Supplied data
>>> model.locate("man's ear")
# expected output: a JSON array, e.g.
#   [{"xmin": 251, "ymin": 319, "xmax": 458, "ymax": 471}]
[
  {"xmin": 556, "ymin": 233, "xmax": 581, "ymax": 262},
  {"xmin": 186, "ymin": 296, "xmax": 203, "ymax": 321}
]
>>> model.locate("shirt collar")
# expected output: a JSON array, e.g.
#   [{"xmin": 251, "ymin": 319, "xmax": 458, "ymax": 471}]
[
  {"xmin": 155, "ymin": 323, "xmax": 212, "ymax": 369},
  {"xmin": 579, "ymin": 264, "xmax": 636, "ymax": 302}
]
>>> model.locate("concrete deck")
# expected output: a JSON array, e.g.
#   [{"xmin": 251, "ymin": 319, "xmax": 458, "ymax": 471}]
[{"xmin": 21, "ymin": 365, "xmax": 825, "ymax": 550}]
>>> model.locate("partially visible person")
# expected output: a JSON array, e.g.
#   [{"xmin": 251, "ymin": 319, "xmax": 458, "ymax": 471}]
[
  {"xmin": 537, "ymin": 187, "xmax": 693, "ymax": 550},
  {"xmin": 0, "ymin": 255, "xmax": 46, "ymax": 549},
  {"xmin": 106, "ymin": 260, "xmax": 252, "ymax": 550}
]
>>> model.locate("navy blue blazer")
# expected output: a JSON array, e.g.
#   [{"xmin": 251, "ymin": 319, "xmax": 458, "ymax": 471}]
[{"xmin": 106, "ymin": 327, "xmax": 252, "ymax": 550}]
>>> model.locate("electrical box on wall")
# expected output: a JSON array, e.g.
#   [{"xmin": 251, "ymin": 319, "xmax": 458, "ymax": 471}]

Problem
Return all of the lines above word for word, changing nothing.

Written response
>>> model.locate("man's ear")
# expected output: a JSON array, e.g.
#   [{"xmin": 251, "ymin": 319, "xmax": 458, "ymax": 471}]
[
  {"xmin": 556, "ymin": 233, "xmax": 581, "ymax": 262},
  {"xmin": 186, "ymin": 296, "xmax": 203, "ymax": 321}
]
>>> model.locate("shirt collar")
# expected output: a JSON array, e.g.
#   [{"xmin": 251, "ymin": 319, "xmax": 458, "ymax": 471}]
[
  {"xmin": 155, "ymin": 323, "xmax": 212, "ymax": 369},
  {"xmin": 579, "ymin": 264, "xmax": 636, "ymax": 302}
]
>>> model.locate("concrete deck")
# expected output: a JSON array, e.g.
#   [{"xmin": 251, "ymin": 319, "xmax": 458, "ymax": 471}]
[{"xmin": 21, "ymin": 365, "xmax": 825, "ymax": 550}]
>>> model.locate("partially visible person")
# expected output: a JSON array, e.g.
#   [{"xmin": 251, "ymin": 319, "xmax": 458, "ymax": 471}]
[
  {"xmin": 537, "ymin": 187, "xmax": 693, "ymax": 550},
  {"xmin": 0, "ymin": 255, "xmax": 46, "ymax": 549},
  {"xmin": 106, "ymin": 260, "xmax": 252, "ymax": 550}
]
>>> model.locate("navy blue blazer")
# expected output: a JSON array, e.g.
#   [{"xmin": 251, "ymin": 319, "xmax": 458, "ymax": 471}]
[{"xmin": 106, "ymin": 327, "xmax": 252, "ymax": 550}]
>>> model.locate("electrical box on wall")
# expected output: a JSON array, e.g.
#   [{"xmin": 251, "ymin": 319, "xmax": 458, "ymax": 471}]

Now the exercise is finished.